## Aim of the task
Print the lines of the listing without any change, starting with the line that contains "of the wooden" and going on through the line that contains "Target: belt on white suit".

Data extracted from a collection:
▬▬▬▬▬▬▬▬▬▬
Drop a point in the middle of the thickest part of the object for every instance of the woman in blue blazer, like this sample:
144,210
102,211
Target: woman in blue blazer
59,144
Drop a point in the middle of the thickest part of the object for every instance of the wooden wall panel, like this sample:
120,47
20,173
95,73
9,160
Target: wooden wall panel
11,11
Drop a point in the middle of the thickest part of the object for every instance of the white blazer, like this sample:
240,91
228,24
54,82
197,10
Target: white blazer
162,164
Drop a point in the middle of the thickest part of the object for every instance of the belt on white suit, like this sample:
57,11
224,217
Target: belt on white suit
▬▬▬▬▬▬▬▬▬▬
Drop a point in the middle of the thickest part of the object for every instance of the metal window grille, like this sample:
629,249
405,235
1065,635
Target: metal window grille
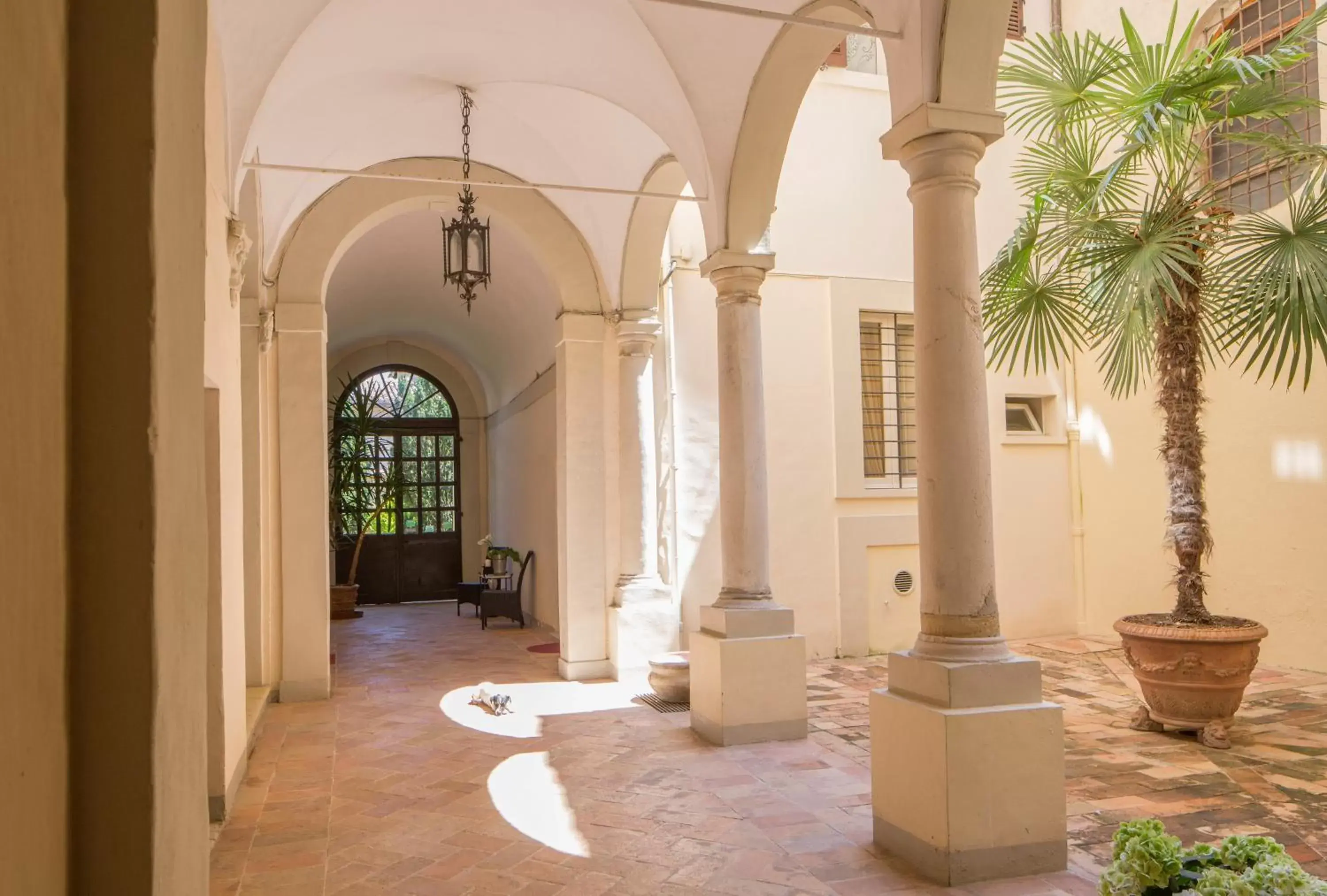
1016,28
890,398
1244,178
▬▬▬▬▬▬▬▬▬▬
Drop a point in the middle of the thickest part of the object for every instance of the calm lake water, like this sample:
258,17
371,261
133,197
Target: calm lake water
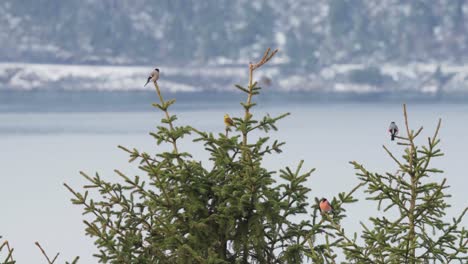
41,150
▬▬▬▬▬▬▬▬▬▬
## Output for this task
Drop a point in the middle of the thickest part of the object for every instance of the wooden wall panel, like this sample:
120,47
20,173
95,73
9,160
Target: wooden wall panel
11,11
Drop a point in the middle of the thickest part of the object for every instance of the white blazer, like this sample:
240,91
228,24
54,82
197,10
Target: white blazer
162,164
Drop a point in the middle of the thickest part of the object for every instance of the belt on white suit, like this sample:
57,11
224,217
Target: belt on white suit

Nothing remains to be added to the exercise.